◆ **Problem to work on**
Repeat each of these records exactly.

******

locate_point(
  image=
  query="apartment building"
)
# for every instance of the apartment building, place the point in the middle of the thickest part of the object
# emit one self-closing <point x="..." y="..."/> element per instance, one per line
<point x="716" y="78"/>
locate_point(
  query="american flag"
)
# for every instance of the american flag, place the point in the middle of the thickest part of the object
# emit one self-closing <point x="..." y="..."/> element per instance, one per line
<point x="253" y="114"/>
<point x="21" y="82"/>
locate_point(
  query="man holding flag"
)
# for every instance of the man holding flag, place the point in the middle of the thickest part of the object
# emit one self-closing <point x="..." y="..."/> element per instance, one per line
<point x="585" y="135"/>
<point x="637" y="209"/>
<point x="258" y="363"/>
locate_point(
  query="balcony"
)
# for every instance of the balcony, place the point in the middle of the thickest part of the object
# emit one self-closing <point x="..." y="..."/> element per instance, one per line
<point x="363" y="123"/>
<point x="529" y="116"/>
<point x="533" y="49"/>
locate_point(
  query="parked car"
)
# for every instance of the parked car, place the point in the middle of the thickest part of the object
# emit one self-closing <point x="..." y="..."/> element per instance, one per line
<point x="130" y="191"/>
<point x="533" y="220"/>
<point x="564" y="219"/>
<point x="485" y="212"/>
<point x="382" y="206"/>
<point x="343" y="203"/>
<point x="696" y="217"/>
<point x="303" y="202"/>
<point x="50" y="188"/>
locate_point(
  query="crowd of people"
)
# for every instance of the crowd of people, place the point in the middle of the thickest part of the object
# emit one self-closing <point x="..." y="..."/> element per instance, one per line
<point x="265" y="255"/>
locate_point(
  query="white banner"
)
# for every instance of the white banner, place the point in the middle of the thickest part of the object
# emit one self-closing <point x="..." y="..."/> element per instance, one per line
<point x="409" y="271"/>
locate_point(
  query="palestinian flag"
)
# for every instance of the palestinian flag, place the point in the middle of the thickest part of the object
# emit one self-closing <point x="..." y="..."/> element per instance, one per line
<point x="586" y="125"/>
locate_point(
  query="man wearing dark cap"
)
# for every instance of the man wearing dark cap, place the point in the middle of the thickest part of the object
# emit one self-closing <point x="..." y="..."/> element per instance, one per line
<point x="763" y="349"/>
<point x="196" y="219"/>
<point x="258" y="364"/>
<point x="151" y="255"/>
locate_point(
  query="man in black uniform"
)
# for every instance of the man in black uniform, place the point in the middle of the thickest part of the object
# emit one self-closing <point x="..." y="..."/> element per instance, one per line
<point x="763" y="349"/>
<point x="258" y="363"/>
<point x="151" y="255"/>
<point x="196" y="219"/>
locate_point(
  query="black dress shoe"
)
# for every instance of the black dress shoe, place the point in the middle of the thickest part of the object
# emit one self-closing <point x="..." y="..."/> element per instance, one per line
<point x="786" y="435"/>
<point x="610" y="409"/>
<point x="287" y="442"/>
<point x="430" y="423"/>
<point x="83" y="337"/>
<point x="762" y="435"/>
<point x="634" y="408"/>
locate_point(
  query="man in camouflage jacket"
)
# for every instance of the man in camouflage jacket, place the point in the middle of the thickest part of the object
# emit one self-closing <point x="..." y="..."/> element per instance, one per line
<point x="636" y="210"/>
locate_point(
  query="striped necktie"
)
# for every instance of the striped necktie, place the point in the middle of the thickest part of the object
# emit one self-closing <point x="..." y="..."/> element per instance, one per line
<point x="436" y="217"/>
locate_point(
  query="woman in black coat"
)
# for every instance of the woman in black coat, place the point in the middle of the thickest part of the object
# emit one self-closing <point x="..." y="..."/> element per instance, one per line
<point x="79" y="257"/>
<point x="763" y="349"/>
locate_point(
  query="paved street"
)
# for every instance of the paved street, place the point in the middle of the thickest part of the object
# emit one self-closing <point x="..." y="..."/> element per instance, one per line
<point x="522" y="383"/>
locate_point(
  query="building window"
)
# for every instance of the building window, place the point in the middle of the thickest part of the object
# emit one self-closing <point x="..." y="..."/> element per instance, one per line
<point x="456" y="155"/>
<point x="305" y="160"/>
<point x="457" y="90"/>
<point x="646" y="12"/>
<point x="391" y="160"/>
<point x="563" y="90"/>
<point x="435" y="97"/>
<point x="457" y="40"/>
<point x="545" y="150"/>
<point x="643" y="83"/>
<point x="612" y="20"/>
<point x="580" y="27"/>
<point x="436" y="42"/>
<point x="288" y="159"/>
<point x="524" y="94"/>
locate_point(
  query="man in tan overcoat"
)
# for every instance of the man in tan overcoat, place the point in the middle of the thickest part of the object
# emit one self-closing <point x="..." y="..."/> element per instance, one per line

******

◆ **Solution for this task**
locate_point(
  image=
  query="apartment building"
)
# for every instance of the apartment building, place the point in the middle of the thickest part of the object
# emit one self-closing <point x="..." y="..."/> element per instance, one per line
<point x="716" y="78"/>
locate_point(
  query="american flag"
)
# for every instance of the american flag, place the point in the middle of the thickest part of the object
# emit one self-closing <point x="..." y="..."/> element per instance, one per line
<point x="253" y="114"/>
<point x="21" y="82"/>
locate_point(
  query="man holding flag"
)
# for every instance of the man holding flag, place the point in the middle of the thickest part of the object
# emit one self-closing <point x="..." y="..."/> element per instance, one per line
<point x="585" y="135"/>
<point x="637" y="209"/>
<point x="258" y="363"/>
locate_point(
  query="balcony"
)
# for every instance of the balcony, place the point in the middle of the thickest part of the object
# emit one self-closing <point x="..." y="..."/> element per instance, one per line
<point x="363" y="123"/>
<point x="529" y="116"/>
<point x="533" y="49"/>
locate_point(
  query="parked car"
)
# for every instance of the parked car, place the point in the middle of the thickest part of the object
# emit one self-closing <point x="..." y="..."/> element per instance, one per line
<point x="130" y="191"/>
<point x="533" y="220"/>
<point x="564" y="219"/>
<point x="485" y="212"/>
<point x="382" y="206"/>
<point x="343" y="203"/>
<point x="696" y="217"/>
<point x="303" y="202"/>
<point x="50" y="188"/>
locate_point(
  query="crowd of people"
)
# for every instance of the crowd of people, place the point in the middle of the thickest part of the object
# emit one self-closing <point x="..." y="..."/> element per instance, one per line
<point x="265" y="255"/>
locate_point(
  query="white banner"
)
# for every instance of the white banner, place the point in the middle of the thickest part of the object
# emit one self-closing <point x="..." y="..."/> element per instance, one per line
<point x="409" y="271"/>
locate_point(
  query="palestinian flag"
)
# for every instance of the palestinian flag, place the point in the middle of the thickest part of the object
# emit one self-closing <point x="..." y="..."/> element per instance, one per line
<point x="586" y="125"/>
locate_point(
  query="man wearing dark cap"
)
# for every instance of the man wearing dark cap, place the point in the middle of the thickest part of the object
# emit one self-closing <point x="..." y="..."/> element per instance, one per line
<point x="763" y="349"/>
<point x="196" y="219"/>
<point x="258" y="364"/>
<point x="151" y="255"/>
locate_point(
  query="man in black uniform"
)
# for every instance of the man in black uniform, place the point in the middle of the thickest part of the object
# emit one self-closing <point x="..." y="..."/> element per instance, one per line
<point x="763" y="349"/>
<point x="258" y="363"/>
<point x="151" y="255"/>
<point x="196" y="219"/>
locate_point(
  query="black dress shoe"
)
# for every instance of the black dress shoe, place the point in the middle of the thickest part of the object
# emit one self-closing <point x="..." y="..."/> element per instance, one per line
<point x="786" y="435"/>
<point x="610" y="409"/>
<point x="287" y="442"/>
<point x="430" y="423"/>
<point x="83" y="337"/>
<point x="762" y="435"/>
<point x="634" y="408"/>
locate_point(
  query="man in camouflage jacket"
)
# for every instance of the man in camouflage jacket, place the point in the middle of the thickest part of the object
# emit one self-closing <point x="..." y="..."/> element per instance, one per line
<point x="636" y="210"/>
locate_point(
  query="striped necktie"
)
# for every instance of the striped necktie, place the point in the middle of the thickest part of the object
# emit one self-closing <point x="..." y="..."/> element per instance, one per line
<point x="436" y="217"/>
locate_point(
  query="woman in black coat"
)
# for every instance of the woman in black coat, place the point in the middle of the thickest part of the object
# emit one self-closing <point x="..." y="..."/> element per instance, one per line
<point x="79" y="257"/>
<point x="763" y="349"/>
locate_point(
  query="paved street"
)
# for every instance of the paved street, place the point in the middle of the thickest part of the object
# emit one self-closing <point x="..." y="..."/> element per instance, one per line
<point x="522" y="383"/>
locate_point(
  query="building window"
)
# for every instance of the building window, place the point in the middle of the thickest part of the object
# emit one self-closing <point x="..." y="..."/> element per instance, one per line
<point x="456" y="155"/>
<point x="305" y="160"/>
<point x="457" y="90"/>
<point x="646" y="12"/>
<point x="391" y="160"/>
<point x="563" y="90"/>
<point x="435" y="97"/>
<point x="457" y="40"/>
<point x="545" y="150"/>
<point x="643" y="83"/>
<point x="612" y="20"/>
<point x="580" y="27"/>
<point x="436" y="42"/>
<point x="288" y="159"/>
<point x="524" y="94"/>
locate_point(
  query="man in tan overcoat"
)
# for every instance of the man in tan overcoat, place the point in the middle of the thickest part of the object
# emit one self-closing <point x="..." y="..."/> element per instance, one per line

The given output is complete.